What you need to do ▸
Reproduce every line from the start of the listing down to the line containing "(1118, 669)", inclusive, keeping all text lines and shifting each answer coordinate by -61. Leave the pictures out.

Recorded information ▸
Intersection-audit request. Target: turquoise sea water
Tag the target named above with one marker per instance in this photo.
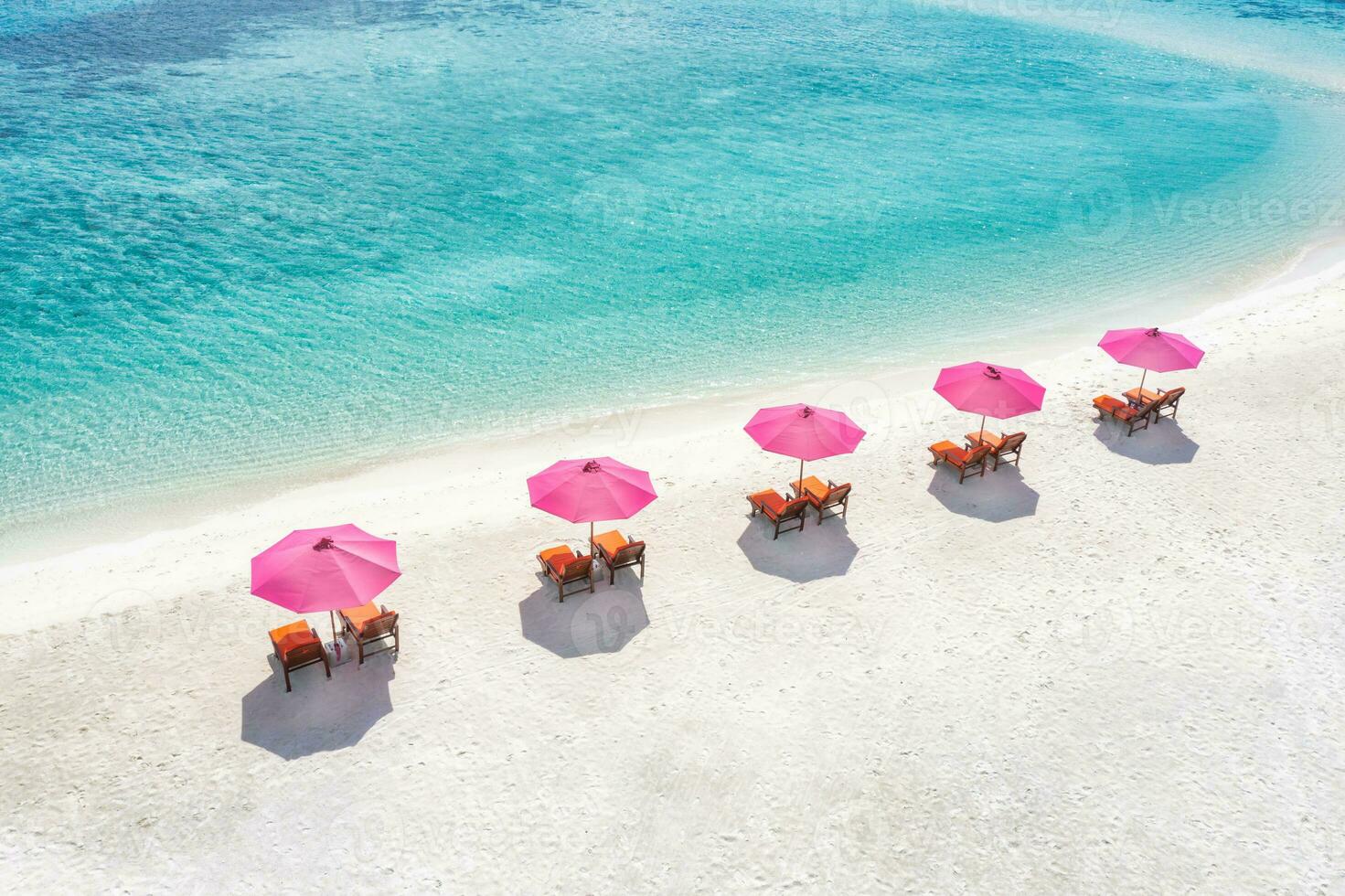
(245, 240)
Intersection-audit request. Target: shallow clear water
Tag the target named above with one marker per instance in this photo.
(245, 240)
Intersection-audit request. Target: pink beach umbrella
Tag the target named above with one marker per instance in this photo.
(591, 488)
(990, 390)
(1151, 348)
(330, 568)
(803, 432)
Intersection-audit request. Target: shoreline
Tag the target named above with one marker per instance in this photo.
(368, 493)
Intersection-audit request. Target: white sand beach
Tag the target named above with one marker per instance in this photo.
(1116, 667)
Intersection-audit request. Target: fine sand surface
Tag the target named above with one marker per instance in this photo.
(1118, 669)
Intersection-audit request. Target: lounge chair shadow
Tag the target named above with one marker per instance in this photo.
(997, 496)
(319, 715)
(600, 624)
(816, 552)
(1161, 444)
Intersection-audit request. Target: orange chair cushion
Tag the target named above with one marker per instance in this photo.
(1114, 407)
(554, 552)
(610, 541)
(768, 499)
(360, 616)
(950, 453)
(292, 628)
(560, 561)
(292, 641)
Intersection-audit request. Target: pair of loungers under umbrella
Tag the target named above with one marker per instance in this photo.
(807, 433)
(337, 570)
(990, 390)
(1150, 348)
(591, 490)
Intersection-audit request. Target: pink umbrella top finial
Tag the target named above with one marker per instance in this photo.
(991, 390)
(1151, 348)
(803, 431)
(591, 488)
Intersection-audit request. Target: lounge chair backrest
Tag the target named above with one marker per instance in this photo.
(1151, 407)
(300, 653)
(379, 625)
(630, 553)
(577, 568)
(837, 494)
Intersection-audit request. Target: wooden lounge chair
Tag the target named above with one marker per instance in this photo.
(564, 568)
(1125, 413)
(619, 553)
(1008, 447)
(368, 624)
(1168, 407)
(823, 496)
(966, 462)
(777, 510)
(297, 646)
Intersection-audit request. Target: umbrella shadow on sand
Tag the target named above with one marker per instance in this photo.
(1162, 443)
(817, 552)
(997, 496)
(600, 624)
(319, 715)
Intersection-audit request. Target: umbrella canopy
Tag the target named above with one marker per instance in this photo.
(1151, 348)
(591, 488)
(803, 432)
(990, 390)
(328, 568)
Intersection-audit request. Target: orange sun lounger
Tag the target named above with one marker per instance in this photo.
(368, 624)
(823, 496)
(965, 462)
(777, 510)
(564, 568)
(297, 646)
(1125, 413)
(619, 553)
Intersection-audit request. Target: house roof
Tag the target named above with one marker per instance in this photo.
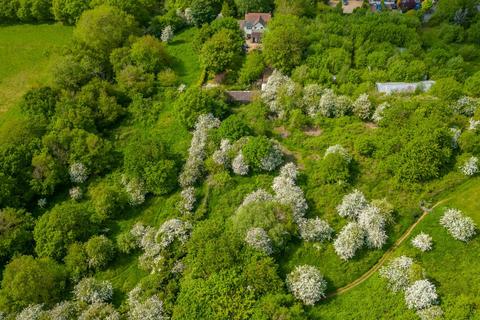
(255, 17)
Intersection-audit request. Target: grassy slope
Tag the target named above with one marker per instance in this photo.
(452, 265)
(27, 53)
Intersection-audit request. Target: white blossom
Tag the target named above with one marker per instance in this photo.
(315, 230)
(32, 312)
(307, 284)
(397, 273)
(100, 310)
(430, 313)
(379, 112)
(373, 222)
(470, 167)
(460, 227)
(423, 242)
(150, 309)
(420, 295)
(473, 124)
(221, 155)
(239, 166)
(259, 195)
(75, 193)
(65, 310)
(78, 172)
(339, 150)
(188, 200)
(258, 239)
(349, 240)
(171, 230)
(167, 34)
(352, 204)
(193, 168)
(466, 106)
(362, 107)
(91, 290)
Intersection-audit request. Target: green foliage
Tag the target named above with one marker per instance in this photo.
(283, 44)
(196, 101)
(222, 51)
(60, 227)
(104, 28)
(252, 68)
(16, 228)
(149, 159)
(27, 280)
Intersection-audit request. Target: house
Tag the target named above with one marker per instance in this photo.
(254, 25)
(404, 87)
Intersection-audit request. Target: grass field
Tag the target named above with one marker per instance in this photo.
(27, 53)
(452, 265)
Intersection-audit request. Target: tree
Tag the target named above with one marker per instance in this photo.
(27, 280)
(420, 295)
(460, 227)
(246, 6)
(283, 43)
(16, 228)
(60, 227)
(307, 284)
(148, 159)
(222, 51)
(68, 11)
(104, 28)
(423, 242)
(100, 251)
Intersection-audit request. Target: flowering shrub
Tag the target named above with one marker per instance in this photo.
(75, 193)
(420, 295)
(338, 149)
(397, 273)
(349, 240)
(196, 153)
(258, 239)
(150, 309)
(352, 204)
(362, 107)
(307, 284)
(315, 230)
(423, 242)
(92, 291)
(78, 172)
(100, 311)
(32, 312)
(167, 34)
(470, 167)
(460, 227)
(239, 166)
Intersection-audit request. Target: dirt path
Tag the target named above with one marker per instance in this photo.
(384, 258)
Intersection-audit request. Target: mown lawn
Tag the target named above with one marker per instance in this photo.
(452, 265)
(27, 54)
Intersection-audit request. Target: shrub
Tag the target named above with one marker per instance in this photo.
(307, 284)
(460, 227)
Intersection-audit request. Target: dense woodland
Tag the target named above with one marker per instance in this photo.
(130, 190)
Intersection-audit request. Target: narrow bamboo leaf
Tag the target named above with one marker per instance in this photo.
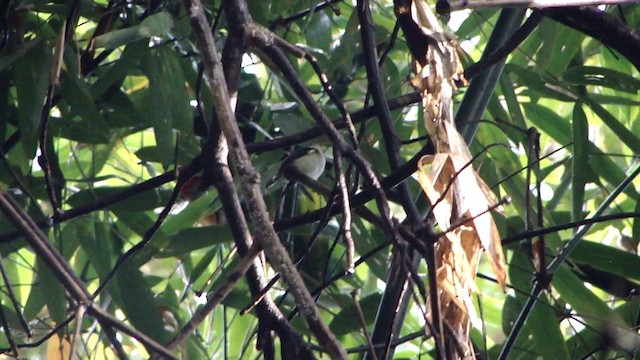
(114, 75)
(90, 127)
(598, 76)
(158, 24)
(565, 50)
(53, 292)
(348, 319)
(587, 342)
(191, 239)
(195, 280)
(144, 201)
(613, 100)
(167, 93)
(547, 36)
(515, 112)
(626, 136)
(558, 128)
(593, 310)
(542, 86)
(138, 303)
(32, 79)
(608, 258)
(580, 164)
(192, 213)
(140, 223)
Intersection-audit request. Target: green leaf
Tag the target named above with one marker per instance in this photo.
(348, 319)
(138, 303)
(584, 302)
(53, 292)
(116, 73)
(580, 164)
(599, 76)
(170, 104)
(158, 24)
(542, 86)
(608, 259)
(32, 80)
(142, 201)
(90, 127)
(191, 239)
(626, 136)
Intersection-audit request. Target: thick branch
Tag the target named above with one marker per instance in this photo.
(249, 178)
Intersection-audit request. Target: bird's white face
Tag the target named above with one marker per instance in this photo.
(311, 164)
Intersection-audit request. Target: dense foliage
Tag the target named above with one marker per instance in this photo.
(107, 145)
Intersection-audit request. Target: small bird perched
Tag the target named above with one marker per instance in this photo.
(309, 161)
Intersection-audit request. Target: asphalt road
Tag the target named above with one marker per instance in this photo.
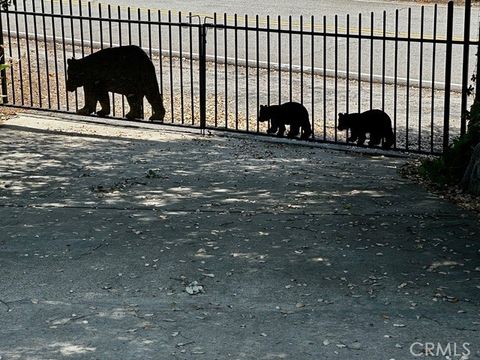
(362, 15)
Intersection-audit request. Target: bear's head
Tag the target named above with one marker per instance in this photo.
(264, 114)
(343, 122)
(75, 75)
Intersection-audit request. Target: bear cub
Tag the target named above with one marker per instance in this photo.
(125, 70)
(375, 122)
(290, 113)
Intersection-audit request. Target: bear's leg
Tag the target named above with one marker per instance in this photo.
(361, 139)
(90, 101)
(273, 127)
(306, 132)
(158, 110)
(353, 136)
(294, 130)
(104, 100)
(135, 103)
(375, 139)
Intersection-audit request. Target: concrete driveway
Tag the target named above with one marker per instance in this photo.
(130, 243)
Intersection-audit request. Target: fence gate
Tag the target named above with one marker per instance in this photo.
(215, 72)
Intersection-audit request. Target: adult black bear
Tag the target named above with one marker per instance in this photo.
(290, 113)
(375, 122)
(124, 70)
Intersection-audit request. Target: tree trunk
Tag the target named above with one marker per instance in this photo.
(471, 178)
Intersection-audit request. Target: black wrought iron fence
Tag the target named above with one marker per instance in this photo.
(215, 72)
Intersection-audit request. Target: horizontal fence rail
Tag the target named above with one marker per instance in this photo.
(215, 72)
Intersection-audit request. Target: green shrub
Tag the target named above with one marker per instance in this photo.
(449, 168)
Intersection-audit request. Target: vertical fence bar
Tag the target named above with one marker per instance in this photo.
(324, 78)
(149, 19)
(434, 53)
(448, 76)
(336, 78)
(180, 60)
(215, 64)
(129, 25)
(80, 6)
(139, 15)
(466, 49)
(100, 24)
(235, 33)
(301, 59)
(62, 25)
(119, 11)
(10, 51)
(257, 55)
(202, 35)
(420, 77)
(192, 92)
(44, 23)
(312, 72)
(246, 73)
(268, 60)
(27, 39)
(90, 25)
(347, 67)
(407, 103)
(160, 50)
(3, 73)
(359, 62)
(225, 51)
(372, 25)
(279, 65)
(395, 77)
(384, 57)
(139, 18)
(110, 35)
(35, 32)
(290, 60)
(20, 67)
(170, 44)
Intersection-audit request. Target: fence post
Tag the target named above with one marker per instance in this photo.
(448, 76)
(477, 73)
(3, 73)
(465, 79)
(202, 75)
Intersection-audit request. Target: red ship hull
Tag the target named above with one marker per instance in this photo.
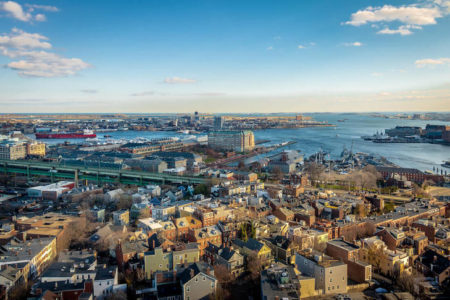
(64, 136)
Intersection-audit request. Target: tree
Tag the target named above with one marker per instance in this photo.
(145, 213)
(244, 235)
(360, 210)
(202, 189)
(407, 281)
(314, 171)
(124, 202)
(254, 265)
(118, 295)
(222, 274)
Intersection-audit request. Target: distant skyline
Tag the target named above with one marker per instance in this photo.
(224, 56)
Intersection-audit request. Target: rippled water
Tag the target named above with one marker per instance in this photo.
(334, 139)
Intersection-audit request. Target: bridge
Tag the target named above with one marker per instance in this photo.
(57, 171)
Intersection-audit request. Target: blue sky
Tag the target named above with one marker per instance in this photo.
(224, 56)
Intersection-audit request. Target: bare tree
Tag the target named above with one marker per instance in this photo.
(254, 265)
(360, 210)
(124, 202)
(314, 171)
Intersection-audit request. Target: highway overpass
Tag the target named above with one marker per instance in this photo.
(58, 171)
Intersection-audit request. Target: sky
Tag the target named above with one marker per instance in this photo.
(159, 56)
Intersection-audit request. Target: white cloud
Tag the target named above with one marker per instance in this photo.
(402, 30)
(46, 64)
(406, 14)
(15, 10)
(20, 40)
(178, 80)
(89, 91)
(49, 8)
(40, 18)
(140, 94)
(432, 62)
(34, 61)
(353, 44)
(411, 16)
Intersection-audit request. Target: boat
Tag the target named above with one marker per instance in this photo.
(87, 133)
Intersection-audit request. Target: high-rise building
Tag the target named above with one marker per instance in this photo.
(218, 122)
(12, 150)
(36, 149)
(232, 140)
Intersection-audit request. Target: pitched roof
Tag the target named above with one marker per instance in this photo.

Solution for this problem ▸
Intersection-audit request. Target: turquoise sea water
Tag the target named above with one marker per instance in this photo.
(184, 179)
Intersection-audit request. Target: shallow clear water
Tag the target named above with one marker per instance in this photo.
(184, 179)
Intersection-audit request. Target: pink beach umbrella
Tag the target named above with one marker per instance in this photo.
(530, 427)
(929, 329)
(1090, 287)
(269, 507)
(742, 371)
Intersection-audit request. Target: shoreline
Tag the target named above with one marker per instance in this photo.
(307, 432)
Intersection-audit request. Target: white sand beach
Tag the target named above with one marker per instance in this photo.
(1055, 606)
Intersection-audit request. Target: fine sand surface
Tag the target named above with one marker per instance in this photo.
(1057, 608)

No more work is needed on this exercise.